§ Instructions for the task:
Line by line, copy the data below exactly.

§ Records provided:
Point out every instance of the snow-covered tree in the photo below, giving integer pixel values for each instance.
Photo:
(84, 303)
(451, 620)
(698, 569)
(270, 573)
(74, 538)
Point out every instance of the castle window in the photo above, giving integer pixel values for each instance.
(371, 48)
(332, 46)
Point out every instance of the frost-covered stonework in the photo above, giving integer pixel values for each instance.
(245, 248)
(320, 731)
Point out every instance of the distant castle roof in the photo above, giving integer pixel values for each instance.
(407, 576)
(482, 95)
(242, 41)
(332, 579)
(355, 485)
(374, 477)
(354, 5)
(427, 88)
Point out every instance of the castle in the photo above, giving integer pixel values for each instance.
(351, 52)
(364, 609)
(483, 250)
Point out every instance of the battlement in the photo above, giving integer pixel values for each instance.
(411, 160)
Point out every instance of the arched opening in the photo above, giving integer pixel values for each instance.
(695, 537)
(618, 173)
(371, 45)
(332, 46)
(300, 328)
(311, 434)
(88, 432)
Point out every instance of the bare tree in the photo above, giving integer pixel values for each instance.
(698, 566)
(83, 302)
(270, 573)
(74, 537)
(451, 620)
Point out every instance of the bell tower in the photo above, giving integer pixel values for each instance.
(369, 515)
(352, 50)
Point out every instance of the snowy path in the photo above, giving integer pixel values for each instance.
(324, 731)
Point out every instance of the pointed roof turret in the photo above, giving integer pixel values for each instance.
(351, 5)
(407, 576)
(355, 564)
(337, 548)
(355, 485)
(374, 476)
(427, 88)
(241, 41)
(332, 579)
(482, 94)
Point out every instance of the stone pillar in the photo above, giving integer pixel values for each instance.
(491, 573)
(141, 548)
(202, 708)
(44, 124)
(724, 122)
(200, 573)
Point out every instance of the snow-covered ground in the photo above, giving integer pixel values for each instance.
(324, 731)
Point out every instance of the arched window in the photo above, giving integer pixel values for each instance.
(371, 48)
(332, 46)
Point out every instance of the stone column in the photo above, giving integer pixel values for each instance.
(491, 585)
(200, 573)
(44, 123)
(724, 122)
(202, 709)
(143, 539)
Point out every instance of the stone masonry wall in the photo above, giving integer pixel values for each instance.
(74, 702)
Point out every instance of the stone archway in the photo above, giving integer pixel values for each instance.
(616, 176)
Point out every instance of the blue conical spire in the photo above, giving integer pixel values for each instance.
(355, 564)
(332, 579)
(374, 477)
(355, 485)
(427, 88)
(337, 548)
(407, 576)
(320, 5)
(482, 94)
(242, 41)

§ Result for this task:
Point out every instance of the snow-covered tree in the photo below, giving integer pixel values for each instance.
Photo:
(84, 303)
(451, 620)
(698, 569)
(270, 573)
(74, 538)
Point out every instance of the castle window in the photo above, giving integer pixel values for each instance.
(371, 48)
(332, 46)
Point out every instance of the frost-covered stonework in the photo above, giving integer pixel values for each instance.
(245, 248)
(320, 731)
Point out every instance of the distant castle roof in the photo above, giving integer pixel values for each instance.
(407, 576)
(482, 95)
(242, 41)
(332, 579)
(355, 485)
(374, 477)
(354, 5)
(427, 88)
Point out every instance of the castle in the photo above, giving integer pixel values for each instance.
(351, 52)
(364, 609)
(483, 250)
Point out every instance of the battlement in the photo above, giving integer pixel values for each instance.
(411, 160)
Point out every instance of the arched opening in the photo above, giving integer pixel values for each instance.
(695, 537)
(618, 173)
(371, 45)
(332, 46)
(300, 328)
(311, 434)
(88, 432)
Point out every instance of the bare tree in the photo above, giving integer pixel values for each instance.
(698, 566)
(83, 302)
(270, 573)
(74, 537)
(451, 620)
Point out every instance of the bell tower in the photo above, giving integer pixel values for each instance.
(369, 515)
(352, 50)
Point out every instance of the snowy path in the photo above, giving integer pixel values for each instance.
(324, 731)
Point out every instance of the pointed roof turret in the photo above, giving integer pixel values for each instance.
(351, 5)
(407, 576)
(355, 564)
(337, 548)
(355, 485)
(374, 476)
(427, 88)
(241, 41)
(332, 579)
(482, 94)
Point out every instance of the stone pillar in the photo above, giving integer pixel values for each instance.
(491, 573)
(141, 548)
(202, 708)
(44, 124)
(724, 122)
(200, 573)
Point out every instance of the snow-covered ground in the photo above, giving integer pixel values for each instance.
(324, 731)
Point out every instance of the arched window in the photo above, giving integer pixel values for each instance.
(371, 48)
(332, 46)
Point out every instance of the stone column in the photo above, giving integer pixel values for each instance.
(491, 585)
(200, 573)
(44, 123)
(724, 122)
(202, 709)
(143, 539)
Point out every instance of the stone masonry wall in the photo above, giving integer pixel values for each instance.
(74, 702)
Point out every instance of the stone archway in the photo above, giving integer pixel values for each instance.
(616, 176)
Point out every instance of the blue conical spire in the photo above, giving integer pixel values for each instance.
(355, 564)
(332, 579)
(374, 477)
(355, 485)
(427, 88)
(337, 548)
(407, 576)
(320, 5)
(482, 94)
(242, 41)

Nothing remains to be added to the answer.